__WRITTEN TASKS__.
1. In the interview excerpt, which art forms does Horst say have already vanished?
2. Copy out the interview excerpt word for word between "Jared: Since I’ve been" and "even have one?", inclusive.

__QUOTED PASSAGE__.
Jared: Your work seems to be primarily displayed in galleries/museums, but you experiment in media associated with mass-distribution such as books. Have you thought of publishing your art in book form rather than displaying it in the gallery setting?Chronographie Terrestre would also seem to operate quite nicely as a book or an interactive digital archive. What do you feel the relationship between art and the emerging digital technologies should be?
Horst: Tapestry, mosaic, fresco, vase-painting, only to name a few, have already vanished. As serious art forms they don’t exist anymore. Lithography, etching, woodcut have become rare techniques. Painting, photography will probably follow. I am not familiar with digital art. I have done for some years lecture-performances with my panels via a video camera. I stopped that after having seen a film of one of the sessions. Not good enough, to my taste. Anyway, most video art I have seen looked like dilettante film to me. I am probably too old for these techniques.
Jared: Since I’ve been asking question primarily about your methods, I was thinking that maybe we could change gears & talk about your views on art overall. What do you see as art’s primary goal? Or does it (should it) even have one?
Horst: No Jared, I cannot tell what art is about. You are almost asking for the meaning of life. We don’t know it. Some need art to alter their existence, some need art to decorate their walls, others try to make money. There is no answer to what art is, to my knowledge. Nobody knows what art is, some will tell you what art is not. But that of course seems much easier. I think we should come back to simpler questions.

__DATA PROVIDED__.
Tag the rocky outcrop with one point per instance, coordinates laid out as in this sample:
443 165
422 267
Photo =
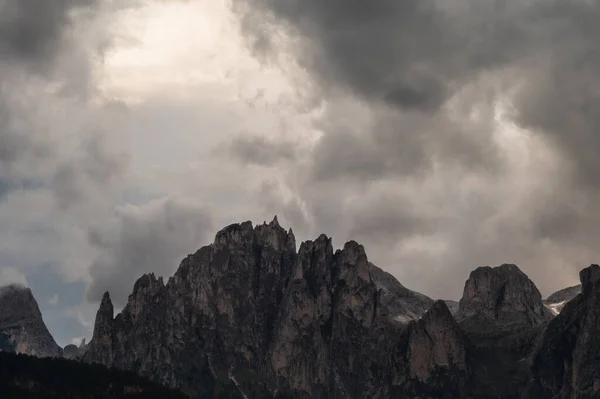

__RESULTS IN ORDER__.
1. Tapestry, mosaic, fresco, and vase-painting

2.
Jared: Since I’ve been asking question primarily about your methods, I was thinking that maybe we could change gears & talk about your views on art overall. What do you see as art’s primary goal? Or does it (should it) even have one?